(Excerpts from a dataset)
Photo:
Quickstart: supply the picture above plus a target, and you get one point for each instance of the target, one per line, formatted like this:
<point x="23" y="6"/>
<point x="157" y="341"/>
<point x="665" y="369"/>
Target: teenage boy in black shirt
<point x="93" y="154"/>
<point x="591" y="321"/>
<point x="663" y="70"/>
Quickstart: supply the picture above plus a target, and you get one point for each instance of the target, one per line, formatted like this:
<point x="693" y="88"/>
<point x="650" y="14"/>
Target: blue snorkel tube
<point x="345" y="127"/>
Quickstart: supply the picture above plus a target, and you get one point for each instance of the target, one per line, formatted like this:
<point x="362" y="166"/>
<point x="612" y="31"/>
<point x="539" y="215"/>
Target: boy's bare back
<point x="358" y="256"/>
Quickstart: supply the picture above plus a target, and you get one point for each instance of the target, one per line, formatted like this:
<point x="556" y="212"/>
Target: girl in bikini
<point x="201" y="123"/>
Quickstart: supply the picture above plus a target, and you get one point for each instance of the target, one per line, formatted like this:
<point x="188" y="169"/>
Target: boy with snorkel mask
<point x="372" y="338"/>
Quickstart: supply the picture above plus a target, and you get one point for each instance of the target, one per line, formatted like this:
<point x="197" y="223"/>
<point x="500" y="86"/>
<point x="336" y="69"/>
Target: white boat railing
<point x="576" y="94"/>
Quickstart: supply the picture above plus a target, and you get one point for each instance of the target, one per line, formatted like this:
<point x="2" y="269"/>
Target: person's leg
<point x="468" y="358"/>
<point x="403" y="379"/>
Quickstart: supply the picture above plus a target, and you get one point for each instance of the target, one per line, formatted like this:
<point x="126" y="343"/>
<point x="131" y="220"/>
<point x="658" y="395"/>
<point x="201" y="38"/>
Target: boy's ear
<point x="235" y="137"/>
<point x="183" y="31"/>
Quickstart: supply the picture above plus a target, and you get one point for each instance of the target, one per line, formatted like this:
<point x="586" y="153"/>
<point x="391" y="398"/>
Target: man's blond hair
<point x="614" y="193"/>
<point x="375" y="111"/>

*What you are asked to do:* A verbatim copy of the records above should be returned.

*Output for this exercise:*
Photo:
Quickstart: supply the picture above plus a target, and you get one point for each instance of the target, one per line, formatted like this:
<point x="23" y="6"/>
<point x="157" y="341"/>
<point x="665" y="369"/>
Target: teenage boy in black shirt
<point x="93" y="154"/>
<point x="591" y="321"/>
<point x="663" y="70"/>
Quickstart: supply the picture above plus a target, and you get one point for each instance of the target, one per line, formatted like this:
<point x="693" y="88"/>
<point x="650" y="14"/>
Target: blue snorkel tube
<point x="345" y="127"/>
Quickstart: supply the picture above plus a target, and you get one point for each instance of the target, one per line, formatted like this:
<point x="362" y="166"/>
<point x="612" y="31"/>
<point x="539" y="215"/>
Target: boy's bare back
<point x="358" y="256"/>
Quickstart: supply the picture above plus a target, and you get one point for each instance of the target, one per line, formatted like this:
<point x="556" y="212"/>
Target: girl in bikini
<point x="201" y="123"/>
Quickstart: supply the picture above plus a target, and you get one point for each instance of the target, one per line, formatted like this:
<point x="188" y="169"/>
Target: boy with snorkel mask
<point x="372" y="338"/>
Quickstart: supply the picture above plus a target, and you get one point for each instance of the target, one per line, formatted like this:
<point x="197" y="223"/>
<point x="500" y="86"/>
<point x="336" y="69"/>
Target: white boat railing
<point x="576" y="94"/>
Quickstart: supply the picture above plus a target, and you get one point for each instance of the target, one per line, formatted like this:
<point x="2" y="269"/>
Target: person's leg
<point x="468" y="358"/>
<point x="403" y="379"/>
Quickstart: supply the picture above plus a target, and you get one point for each instance of the target, one per line, formatted like this:
<point x="126" y="343"/>
<point x="131" y="220"/>
<point x="658" y="395"/>
<point x="201" y="38"/>
Target: boy's ear
<point x="235" y="137"/>
<point x="183" y="31"/>
Quickstart: supply the picture above plus a target, and you get one point for each instance of the target, one per line, formatted like this:
<point x="586" y="153"/>
<point x="391" y="398"/>
Target: man's blond hair
<point x="614" y="193"/>
<point x="375" y="111"/>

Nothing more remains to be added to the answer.